-- EXERCISE INPUTS --
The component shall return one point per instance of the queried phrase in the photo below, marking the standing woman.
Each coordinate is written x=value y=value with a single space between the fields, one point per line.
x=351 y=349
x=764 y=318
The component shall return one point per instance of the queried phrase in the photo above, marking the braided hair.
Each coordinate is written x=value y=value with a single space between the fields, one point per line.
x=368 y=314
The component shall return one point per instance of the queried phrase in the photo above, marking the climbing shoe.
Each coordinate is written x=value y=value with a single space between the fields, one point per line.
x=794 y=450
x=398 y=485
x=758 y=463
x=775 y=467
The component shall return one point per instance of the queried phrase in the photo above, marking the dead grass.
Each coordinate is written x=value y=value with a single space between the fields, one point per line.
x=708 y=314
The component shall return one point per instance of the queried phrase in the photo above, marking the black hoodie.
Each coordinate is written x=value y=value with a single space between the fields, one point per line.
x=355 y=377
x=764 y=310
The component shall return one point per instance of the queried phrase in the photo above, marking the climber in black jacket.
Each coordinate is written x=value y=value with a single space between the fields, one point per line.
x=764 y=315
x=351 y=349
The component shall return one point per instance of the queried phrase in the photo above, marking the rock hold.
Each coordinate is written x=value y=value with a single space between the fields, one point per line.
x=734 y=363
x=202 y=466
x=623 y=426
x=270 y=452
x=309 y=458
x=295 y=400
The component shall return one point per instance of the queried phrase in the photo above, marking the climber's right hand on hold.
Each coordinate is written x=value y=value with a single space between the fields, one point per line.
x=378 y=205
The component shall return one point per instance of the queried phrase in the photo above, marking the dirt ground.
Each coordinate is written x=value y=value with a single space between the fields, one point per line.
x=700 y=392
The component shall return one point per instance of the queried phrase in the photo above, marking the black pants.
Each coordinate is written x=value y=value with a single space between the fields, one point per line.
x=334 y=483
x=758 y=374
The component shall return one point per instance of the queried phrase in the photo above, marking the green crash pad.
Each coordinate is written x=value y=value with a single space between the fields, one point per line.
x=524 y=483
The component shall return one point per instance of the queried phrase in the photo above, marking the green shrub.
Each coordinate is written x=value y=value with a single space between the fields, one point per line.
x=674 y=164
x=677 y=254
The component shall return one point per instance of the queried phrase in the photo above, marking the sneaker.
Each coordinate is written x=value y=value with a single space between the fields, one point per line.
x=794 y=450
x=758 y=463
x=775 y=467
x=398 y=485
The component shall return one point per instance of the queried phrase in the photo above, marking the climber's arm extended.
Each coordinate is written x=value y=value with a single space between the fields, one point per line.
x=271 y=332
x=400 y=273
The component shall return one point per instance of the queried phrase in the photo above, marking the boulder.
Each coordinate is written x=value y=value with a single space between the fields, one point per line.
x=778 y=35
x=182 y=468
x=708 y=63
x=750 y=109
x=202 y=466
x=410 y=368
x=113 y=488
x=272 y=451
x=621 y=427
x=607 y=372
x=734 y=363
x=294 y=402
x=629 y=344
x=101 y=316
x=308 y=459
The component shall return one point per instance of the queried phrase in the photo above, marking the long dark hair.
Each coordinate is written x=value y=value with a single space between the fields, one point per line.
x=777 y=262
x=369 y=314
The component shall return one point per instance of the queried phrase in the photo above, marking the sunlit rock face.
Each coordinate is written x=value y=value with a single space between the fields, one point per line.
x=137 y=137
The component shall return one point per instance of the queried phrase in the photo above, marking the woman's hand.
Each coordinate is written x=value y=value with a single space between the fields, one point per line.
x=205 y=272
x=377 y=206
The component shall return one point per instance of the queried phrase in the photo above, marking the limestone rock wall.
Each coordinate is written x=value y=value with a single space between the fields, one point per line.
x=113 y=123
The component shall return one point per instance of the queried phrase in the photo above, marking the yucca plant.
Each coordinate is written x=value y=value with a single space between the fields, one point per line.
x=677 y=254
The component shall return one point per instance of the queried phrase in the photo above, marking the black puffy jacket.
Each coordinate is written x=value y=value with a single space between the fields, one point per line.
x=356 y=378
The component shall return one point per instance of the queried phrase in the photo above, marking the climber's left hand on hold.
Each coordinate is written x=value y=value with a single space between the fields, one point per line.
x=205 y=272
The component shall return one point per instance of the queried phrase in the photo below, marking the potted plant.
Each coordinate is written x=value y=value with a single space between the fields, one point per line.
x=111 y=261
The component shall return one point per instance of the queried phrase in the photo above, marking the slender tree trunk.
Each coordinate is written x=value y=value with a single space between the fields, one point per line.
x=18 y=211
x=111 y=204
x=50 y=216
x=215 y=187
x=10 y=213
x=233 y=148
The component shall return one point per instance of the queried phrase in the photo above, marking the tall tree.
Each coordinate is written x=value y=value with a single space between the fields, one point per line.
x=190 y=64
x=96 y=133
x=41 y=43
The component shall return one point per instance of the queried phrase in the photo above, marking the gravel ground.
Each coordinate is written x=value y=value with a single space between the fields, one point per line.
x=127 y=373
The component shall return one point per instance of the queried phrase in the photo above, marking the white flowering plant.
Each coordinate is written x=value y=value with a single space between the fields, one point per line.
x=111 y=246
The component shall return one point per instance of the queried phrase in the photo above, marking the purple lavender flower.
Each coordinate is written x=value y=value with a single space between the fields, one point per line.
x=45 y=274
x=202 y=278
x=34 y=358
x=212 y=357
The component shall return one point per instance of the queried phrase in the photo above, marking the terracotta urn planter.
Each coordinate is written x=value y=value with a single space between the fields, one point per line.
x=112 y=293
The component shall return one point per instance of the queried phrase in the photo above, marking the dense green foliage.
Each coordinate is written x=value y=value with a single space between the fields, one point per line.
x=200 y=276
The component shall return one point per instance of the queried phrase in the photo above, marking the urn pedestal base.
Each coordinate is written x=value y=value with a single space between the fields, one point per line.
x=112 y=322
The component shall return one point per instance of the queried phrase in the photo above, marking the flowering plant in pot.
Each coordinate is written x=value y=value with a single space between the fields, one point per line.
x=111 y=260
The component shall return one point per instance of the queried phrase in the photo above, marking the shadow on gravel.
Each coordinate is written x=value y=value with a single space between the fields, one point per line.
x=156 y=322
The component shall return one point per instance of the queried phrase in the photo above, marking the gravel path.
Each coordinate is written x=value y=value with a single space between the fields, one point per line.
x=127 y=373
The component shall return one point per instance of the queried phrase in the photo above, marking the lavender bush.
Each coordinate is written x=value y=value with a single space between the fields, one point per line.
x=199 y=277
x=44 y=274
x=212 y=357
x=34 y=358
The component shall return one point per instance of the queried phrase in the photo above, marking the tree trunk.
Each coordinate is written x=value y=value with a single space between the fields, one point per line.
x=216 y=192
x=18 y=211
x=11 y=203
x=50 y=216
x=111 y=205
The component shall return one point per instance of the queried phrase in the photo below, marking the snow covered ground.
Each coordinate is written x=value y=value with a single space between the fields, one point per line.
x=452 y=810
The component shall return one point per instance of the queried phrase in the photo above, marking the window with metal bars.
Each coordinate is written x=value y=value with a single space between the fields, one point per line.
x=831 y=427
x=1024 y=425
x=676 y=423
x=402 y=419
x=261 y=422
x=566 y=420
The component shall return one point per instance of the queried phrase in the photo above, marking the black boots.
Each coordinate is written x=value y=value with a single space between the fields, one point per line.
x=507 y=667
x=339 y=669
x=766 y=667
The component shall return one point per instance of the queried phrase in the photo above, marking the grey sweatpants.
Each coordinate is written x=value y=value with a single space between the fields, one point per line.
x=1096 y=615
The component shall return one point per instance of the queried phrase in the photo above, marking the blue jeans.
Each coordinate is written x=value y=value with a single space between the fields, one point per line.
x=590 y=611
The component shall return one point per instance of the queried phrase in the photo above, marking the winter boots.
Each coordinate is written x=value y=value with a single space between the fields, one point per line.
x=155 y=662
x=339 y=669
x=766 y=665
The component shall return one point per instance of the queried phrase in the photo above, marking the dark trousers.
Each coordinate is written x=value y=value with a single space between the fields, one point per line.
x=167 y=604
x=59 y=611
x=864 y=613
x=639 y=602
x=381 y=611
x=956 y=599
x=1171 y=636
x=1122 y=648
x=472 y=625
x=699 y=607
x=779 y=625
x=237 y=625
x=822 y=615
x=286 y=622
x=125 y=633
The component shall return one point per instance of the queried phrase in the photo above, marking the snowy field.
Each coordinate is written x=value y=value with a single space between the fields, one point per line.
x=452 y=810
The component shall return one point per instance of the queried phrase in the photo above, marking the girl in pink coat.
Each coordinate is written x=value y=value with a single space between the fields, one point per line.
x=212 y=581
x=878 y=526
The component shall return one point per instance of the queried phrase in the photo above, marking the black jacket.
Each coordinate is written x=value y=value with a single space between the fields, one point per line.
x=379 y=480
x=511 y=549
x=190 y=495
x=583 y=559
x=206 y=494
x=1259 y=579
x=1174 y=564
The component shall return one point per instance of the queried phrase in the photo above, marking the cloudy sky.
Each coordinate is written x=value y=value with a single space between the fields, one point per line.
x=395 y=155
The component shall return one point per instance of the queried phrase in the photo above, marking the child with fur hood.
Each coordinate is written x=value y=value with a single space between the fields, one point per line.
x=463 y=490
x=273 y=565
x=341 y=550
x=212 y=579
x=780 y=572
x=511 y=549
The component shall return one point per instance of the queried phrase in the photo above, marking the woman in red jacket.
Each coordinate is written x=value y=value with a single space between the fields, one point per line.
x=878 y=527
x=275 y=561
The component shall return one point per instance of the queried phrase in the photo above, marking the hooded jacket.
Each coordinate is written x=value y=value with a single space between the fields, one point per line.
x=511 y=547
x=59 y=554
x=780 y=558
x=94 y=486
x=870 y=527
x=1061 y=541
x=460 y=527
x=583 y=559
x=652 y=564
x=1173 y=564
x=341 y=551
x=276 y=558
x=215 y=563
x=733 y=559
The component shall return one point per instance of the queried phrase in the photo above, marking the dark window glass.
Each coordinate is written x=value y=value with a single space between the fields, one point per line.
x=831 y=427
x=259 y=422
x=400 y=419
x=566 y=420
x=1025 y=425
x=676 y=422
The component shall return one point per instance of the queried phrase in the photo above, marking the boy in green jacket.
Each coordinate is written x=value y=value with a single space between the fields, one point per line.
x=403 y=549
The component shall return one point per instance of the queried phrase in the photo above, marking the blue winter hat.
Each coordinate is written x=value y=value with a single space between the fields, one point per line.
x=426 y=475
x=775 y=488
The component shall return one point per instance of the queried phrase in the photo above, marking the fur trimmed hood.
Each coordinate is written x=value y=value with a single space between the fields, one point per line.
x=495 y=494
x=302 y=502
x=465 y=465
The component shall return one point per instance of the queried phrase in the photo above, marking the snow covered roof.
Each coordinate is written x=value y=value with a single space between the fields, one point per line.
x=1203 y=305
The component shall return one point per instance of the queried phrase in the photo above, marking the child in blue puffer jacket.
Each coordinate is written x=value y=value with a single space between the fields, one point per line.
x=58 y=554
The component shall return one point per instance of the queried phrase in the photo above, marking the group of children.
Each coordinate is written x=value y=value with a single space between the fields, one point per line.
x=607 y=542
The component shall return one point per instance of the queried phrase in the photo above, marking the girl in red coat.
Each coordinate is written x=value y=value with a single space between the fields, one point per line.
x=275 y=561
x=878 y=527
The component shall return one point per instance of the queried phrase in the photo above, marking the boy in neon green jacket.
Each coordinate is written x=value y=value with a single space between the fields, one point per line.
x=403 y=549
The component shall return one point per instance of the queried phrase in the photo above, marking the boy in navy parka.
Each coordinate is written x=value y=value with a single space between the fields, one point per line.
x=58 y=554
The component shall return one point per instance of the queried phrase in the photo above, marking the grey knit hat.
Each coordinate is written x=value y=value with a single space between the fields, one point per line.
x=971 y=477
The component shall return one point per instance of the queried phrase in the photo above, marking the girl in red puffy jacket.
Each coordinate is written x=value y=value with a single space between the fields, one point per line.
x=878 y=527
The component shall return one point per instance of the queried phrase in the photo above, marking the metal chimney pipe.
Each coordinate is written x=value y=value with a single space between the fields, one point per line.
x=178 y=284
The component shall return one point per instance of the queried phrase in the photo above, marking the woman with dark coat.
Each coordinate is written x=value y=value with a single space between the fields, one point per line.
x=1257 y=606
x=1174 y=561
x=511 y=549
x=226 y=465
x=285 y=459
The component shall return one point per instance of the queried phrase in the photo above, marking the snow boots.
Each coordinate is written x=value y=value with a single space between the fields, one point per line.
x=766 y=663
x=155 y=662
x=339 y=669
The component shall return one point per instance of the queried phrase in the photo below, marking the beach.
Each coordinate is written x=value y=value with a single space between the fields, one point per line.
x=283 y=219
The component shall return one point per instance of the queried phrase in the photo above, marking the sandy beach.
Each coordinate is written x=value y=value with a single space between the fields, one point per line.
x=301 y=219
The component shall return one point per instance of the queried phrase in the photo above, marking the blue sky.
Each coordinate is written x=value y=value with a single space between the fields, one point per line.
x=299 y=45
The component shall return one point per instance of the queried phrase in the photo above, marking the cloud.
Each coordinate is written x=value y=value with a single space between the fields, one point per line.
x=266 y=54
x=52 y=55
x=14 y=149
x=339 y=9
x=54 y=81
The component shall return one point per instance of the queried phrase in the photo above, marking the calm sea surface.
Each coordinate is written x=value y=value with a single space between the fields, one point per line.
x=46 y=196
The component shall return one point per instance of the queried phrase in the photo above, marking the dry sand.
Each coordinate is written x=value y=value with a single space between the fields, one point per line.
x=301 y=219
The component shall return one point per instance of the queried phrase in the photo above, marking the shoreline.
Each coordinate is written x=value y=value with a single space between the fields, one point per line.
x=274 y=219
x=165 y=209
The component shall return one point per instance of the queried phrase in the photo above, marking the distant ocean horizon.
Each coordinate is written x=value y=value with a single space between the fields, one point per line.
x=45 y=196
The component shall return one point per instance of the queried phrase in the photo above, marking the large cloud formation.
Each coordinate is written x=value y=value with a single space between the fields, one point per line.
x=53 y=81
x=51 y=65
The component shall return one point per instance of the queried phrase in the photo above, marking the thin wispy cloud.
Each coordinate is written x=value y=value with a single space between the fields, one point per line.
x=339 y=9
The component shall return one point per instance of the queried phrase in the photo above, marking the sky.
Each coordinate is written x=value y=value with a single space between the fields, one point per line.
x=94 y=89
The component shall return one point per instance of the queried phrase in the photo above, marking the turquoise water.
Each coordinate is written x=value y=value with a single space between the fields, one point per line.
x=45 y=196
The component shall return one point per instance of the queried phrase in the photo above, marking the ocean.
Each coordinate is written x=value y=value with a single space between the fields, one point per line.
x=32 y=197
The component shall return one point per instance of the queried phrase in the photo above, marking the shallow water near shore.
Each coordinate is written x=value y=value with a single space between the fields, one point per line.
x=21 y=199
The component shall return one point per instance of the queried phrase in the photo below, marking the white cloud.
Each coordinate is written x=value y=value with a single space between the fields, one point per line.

-- EXERCISE AIM --
Set down the lines of the listing above verbatim, first line through the line containing "the braided hair.", inclusive; add no other lines.

-- RESULT --
The component shall return one point per instance of the queried phrase in the photo below, marking the standing woman.
Each coordinate is written x=value y=value with a single space between the fields, one point per line.
x=351 y=349
x=764 y=318
The component shall return one point per instance of the queried phrase in the photo above, marking the braided hair.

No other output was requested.